● REQUIREMENT
A verbatim copy of the listing is the expected output.

───

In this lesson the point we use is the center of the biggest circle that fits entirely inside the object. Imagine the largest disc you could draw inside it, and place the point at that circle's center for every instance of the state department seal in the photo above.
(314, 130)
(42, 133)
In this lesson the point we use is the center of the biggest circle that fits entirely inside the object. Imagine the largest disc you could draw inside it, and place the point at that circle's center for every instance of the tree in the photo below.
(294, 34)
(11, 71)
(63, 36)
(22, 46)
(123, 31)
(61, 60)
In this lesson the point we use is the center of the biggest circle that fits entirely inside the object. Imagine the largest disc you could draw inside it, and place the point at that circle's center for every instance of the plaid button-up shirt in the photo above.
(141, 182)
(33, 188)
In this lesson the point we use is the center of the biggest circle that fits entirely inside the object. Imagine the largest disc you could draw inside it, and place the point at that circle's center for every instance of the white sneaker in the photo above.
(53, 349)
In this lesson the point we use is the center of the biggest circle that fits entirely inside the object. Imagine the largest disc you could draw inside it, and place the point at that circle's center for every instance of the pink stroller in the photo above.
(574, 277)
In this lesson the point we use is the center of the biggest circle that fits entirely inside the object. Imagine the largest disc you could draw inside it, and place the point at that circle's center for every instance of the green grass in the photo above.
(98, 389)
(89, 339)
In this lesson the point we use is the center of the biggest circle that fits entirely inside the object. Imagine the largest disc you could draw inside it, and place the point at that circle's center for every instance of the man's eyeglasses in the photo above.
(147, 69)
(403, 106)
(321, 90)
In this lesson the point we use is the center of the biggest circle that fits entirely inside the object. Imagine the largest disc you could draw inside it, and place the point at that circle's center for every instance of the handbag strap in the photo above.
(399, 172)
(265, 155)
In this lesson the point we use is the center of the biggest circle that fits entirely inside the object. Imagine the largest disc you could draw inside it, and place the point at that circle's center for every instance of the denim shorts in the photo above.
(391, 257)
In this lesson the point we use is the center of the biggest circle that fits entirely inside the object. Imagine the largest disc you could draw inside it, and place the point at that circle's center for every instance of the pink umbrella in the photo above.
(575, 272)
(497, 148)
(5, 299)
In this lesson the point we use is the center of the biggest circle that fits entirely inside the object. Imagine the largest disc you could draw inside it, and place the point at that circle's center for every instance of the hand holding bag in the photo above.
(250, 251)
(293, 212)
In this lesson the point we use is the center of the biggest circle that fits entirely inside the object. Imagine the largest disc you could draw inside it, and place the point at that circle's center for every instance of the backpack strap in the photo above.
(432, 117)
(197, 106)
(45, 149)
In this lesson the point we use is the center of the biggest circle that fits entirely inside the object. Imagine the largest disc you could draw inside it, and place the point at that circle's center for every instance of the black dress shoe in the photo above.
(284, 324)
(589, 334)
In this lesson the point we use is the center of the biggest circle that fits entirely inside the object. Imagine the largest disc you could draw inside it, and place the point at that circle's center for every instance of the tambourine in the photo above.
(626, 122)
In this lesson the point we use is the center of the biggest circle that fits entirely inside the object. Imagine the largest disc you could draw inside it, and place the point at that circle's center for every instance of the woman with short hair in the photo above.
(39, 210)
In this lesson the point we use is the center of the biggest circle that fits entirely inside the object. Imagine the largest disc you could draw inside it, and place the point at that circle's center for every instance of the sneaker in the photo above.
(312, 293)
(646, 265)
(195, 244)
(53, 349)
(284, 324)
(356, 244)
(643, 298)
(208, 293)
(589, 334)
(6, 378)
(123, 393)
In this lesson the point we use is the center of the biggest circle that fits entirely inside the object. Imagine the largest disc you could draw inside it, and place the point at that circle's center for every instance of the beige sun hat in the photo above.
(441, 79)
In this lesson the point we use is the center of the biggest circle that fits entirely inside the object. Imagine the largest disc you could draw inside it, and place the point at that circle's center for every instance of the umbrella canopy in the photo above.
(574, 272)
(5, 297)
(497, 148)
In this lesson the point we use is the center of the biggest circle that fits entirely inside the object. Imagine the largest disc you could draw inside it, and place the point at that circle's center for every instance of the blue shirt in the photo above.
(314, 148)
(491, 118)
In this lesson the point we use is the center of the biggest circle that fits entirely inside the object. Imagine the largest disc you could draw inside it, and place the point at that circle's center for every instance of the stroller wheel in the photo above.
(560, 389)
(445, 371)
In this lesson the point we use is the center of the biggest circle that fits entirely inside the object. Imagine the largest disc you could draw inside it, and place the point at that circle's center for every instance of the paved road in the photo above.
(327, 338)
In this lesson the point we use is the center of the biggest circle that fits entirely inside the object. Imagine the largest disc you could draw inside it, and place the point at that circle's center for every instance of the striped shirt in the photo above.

───

● ANSWER BOX
In this lesson the point we use is the center of the biggest circle that fits entirely inside the object. Imagine the largest disc you could draw inside it, and place the point at that circle's center for every instance of the state department seal in the photo above.
(314, 130)
(42, 133)
In this lesson the point we use is the center of the biggest circle that fits entirely inside the object. Imagine the largest disc you could draw inside it, and place the point at that circle's center for every instance of the tree in the photo below.
(294, 34)
(11, 71)
(63, 36)
(22, 46)
(123, 31)
(61, 60)
In this lesson the point we use is the center of the biggest circle that fits entirely inside the object. Imagine the largest disc you could draw inside it, and place the point at that circle's center for every instance of the plaid button-up shirt in the photo above.
(141, 182)
(33, 188)
In this lesson the point we use is the center of the biggest circle that fits entirely inside the object. Imagine the largest disc you could draw inside it, and place the point at that circle's center for every instance of the white sneaker in the photo above.
(53, 349)
In this lesson the point we use is the center of the biggest circle that fits entirely inside the object. Imagine the largest disc you could draw inside it, and place the point at that circle's center for every instance of the pink stroller in the photo above.
(574, 277)
In this lesson the point we use is the center of the biggest circle that fits entirely inside the object. Imagine the largest disc you could draw inside it, and place the point at that circle's center for every instance of the green grass in the photo above.
(98, 389)
(89, 339)
In this lesson the point we use is the center of the biggest circle that fits entirely inside the object. Imagine the largest disc you could draw inside it, and place the point at that circle's center for every instance of the man's eyeglasses in the photo above.
(147, 69)
(403, 106)
(321, 90)
In this lesson the point we use is the center of the biggest circle that fits entirely inside the object. Imagine the largest disc you could draw inside it, and place the point at that circle's center for every instance of the handbag strap in the photo above.
(399, 172)
(265, 155)
In this lesson the point we use is the center of the biggest circle that fits entirely inside the object. Imagine the largest disc you could draw inside it, and place the point at that circle's center for every instance of the denim shorts in the photo above.
(391, 257)
In this lesson the point we use is the center of the biggest circle that fits entirely inside the object. Imagine the largest disc you could draw inside it, and place the point at that circle's center for every instance of the pink umbrella in the photo above.
(575, 272)
(497, 148)
(5, 299)
In this lesson the point we use is the center of the biggest circle that fits entirely inside the object. Imagine the largest disc you could draw inside it, and place the point at that circle's center for every instance of the hand holding bag in the photo above.
(250, 251)
(293, 212)
In this lesson the point we use is the center of the biggest circle that fits entirely inside the object. Imagine the largest disc you could draw inside it, and place the point at that circle's center for every instance of the backpack strap in the photo above.
(432, 117)
(197, 106)
(45, 149)
In this lesson the point we use is the center of the biggest circle that fits entirely inside the object. Imagine the largest disc you could draw inside it, and place the point at that circle's center for every instance of the black dress shoe in the photo above.
(284, 324)
(589, 334)
In this lesson the point we use is the center of the biggest circle that fits entirely inside the object. Imagine the largest disc you could draw inside it, and place the point at that circle's center for every instance of the tambourine in the photo above.
(626, 122)
In this lesson the point we use is the center of the biggest circle that fits entirely inside the object. Imagine the largest disc you could draw inside it, and place the point at that circle's center for every instance of the woman with short hair in the photo above.
(39, 210)
In this lesson the point we use is the center of the biggest circle that fits entirely inside the object. Imagine the largest disc you could draw inside it, and place the point at that circle's center for every instance of the sneaker in the photo above.
(312, 293)
(646, 265)
(195, 244)
(53, 349)
(284, 324)
(356, 244)
(643, 298)
(208, 293)
(589, 334)
(6, 378)
(123, 393)
In this lesson the point we use is the center of the biggest circle that fits entirely inside the object. Imagine the largest disc you could draw inside it, and place the point at that circle's center for every instance of the beige sun hat in the photo above.
(441, 79)
In this lesson the point we use is the center of the biggest circle that fits entirely inside the object. Imagine the largest disc you could draw inside it, and place the point at that circle's center for every instance of the umbrella canopy in the photo above.
(574, 272)
(5, 297)
(497, 148)
In this lesson the point we use is the center of the biggest circle that fits entirely inside the object. Imagine the largest disc you could draw inside it, and place the point at that circle's center for every instance of the blue shirt in the photo above.
(314, 148)
(491, 118)
In this lesson the point we use is the center of the biggest circle that fits entirely inside the object. Imagine the largest disc you could draw inside it, and place the point at that circle's center for every instance of the stroller wheel in the photo above.
(560, 389)
(445, 371)
In this lesson the point we use is the center of the biggest circle that fits entirely inside the object. Imagine the largest disc you could draw inside it, and place the point at that circle's center for every instance of the paved road in the photo above.
(327, 338)
In this lesson the point we use is the center of the biggest circle that fits entirely inside the object. Imagine the largest disc you could draw inside it, and place the point at that circle's center for every instance of the striped shirt in the photo above.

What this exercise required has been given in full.